Work order:
Look through the entries below and count every line in which "blurred" appears; reply with the number only.

(Stored items)

◇ ◇ ◇

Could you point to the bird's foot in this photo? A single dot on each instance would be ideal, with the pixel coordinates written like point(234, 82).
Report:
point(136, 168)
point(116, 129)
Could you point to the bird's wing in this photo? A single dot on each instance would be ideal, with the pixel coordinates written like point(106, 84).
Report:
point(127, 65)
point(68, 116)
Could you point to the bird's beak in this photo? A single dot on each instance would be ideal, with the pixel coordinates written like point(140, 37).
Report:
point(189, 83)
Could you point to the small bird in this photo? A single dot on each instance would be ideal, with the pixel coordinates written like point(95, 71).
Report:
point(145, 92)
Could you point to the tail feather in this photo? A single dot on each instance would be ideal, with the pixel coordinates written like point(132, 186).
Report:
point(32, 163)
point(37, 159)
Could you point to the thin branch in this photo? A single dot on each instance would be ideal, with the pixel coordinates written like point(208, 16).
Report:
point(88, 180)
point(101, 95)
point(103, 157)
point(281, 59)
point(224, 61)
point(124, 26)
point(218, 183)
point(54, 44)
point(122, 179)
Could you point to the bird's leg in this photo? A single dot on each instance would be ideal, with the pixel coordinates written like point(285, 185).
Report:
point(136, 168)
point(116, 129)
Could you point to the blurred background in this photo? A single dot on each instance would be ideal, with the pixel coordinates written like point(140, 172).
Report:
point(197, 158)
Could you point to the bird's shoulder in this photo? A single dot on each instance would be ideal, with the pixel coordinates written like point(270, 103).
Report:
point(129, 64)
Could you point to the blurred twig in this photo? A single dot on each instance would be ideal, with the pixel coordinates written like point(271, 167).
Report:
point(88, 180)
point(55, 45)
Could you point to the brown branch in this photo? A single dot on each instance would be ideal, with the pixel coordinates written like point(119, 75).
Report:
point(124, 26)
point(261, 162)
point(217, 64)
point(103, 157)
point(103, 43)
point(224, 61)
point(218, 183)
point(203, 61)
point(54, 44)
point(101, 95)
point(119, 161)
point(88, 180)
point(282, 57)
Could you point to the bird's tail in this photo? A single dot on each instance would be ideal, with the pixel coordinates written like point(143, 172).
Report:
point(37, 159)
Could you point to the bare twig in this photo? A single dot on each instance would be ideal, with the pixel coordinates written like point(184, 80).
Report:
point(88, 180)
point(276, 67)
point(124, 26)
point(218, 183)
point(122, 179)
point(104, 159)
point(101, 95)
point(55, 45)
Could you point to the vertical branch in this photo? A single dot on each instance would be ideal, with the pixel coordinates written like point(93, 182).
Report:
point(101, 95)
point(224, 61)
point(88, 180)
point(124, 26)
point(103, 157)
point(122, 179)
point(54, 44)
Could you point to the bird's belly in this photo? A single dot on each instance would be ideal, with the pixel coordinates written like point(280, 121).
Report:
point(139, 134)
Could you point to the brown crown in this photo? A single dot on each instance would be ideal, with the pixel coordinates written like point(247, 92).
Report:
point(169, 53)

◇ ◇ ◇

Output:
2